** Start of Information shown **

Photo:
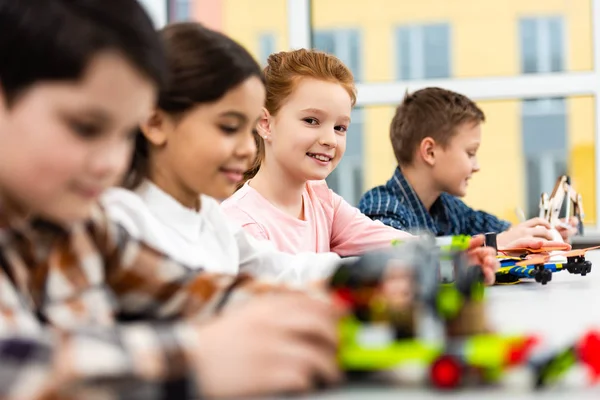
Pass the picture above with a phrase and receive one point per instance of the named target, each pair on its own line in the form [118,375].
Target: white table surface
[560,311]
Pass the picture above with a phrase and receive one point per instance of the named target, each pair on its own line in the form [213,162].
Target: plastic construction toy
[442,331]
[551,206]
[521,263]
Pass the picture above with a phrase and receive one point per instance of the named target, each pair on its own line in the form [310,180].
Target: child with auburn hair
[301,138]
[87,311]
[435,135]
[193,150]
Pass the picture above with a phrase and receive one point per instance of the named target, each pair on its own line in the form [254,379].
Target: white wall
[157,10]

** End of Information shown **

> **What is needed**: Please reproduce the material above line for line, without changing a word, and omit the pictures.

> **Reply to the exercise**:
Photo:
Pass the picture above with a phrase and receive one point per instance of the named target, each pair on its own line in the form [118,375].
Target: white table surface
[560,311]
Pass the picture above with a phrase and receive one point per instance of the named target, each pair on its own line in the form [213,162].
Target: plastic construction toy
[442,331]
[551,206]
[521,263]
Pass the picture above with a phrase and receive one point per instance of the named target, each pair on its own line in the form [310,180].
Target: child with auburn hair
[301,138]
[87,311]
[435,135]
[193,150]
Pass the picture above with a phrase and receive one point per instance of the named target, each pair on its own line in the form [254,379].
Target: white wall
[157,10]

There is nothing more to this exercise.